DATASET CONTENT:
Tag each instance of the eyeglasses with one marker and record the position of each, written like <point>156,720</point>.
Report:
==
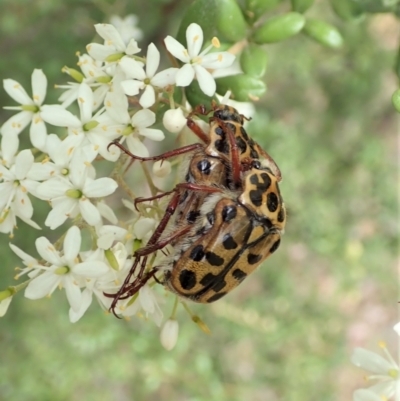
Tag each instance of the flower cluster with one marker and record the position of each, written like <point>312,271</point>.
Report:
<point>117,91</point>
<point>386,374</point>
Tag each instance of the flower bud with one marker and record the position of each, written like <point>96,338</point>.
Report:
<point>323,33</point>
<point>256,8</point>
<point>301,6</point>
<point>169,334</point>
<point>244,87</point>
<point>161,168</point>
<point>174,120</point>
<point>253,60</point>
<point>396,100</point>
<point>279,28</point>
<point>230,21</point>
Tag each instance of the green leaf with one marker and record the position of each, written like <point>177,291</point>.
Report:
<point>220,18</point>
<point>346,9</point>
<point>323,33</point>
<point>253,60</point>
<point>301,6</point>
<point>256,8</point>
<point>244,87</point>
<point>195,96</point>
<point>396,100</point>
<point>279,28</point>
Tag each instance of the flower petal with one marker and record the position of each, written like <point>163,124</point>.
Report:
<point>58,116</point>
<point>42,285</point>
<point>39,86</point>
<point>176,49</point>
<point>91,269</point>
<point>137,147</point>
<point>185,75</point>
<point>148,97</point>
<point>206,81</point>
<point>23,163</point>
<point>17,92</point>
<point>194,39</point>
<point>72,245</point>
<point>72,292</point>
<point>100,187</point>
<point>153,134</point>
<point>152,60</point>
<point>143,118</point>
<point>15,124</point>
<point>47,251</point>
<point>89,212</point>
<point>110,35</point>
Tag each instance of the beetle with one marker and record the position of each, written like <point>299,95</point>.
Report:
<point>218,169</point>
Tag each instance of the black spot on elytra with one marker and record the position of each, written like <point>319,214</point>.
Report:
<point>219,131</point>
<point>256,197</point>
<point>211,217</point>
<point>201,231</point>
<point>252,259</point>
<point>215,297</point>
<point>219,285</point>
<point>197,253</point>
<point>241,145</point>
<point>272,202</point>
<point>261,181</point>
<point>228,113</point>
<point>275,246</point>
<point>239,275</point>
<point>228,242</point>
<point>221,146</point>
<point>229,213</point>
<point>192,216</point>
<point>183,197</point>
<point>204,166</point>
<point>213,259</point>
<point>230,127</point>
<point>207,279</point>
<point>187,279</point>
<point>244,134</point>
==
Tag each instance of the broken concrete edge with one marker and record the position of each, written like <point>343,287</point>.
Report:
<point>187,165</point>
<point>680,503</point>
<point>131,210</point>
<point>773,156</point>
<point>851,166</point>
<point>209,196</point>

REQUIRED WORK:
Your answer should consist solely of the lines above from the line with "Tag each instance of the flower bud" to the line with "Tag each instance of the black", both included, reproduced exactly.

WORKED SOLUTION:
Tag each instance of the flower bud with one marker and record the position of each, written like <point>96,338</point>.
Report:
<point>323,33</point>
<point>256,8</point>
<point>301,6</point>
<point>169,334</point>
<point>244,87</point>
<point>161,168</point>
<point>174,120</point>
<point>253,60</point>
<point>396,100</point>
<point>279,28</point>
<point>230,21</point>
Tag each instance of the green leaf with one marker and record the position of each, written like <point>177,291</point>.
Report:
<point>220,18</point>
<point>346,9</point>
<point>323,33</point>
<point>253,60</point>
<point>301,6</point>
<point>256,8</point>
<point>244,87</point>
<point>195,96</point>
<point>396,100</point>
<point>279,28</point>
Tag each instance of the flower petal with one marker and record the position of each, written like <point>163,124</point>.
Report:
<point>58,116</point>
<point>42,285</point>
<point>39,86</point>
<point>176,49</point>
<point>91,269</point>
<point>137,147</point>
<point>185,75</point>
<point>148,97</point>
<point>206,81</point>
<point>23,163</point>
<point>17,92</point>
<point>194,39</point>
<point>72,245</point>
<point>72,292</point>
<point>100,187</point>
<point>153,134</point>
<point>152,60</point>
<point>143,118</point>
<point>15,124</point>
<point>47,251</point>
<point>89,212</point>
<point>110,35</point>
Tag each instance of the beetle with one marker and record the position of each, written like <point>299,95</point>.
Report:
<point>218,169</point>
Tag each instance of the black spot on elytra with one marker and record the position of each, written like <point>319,214</point>.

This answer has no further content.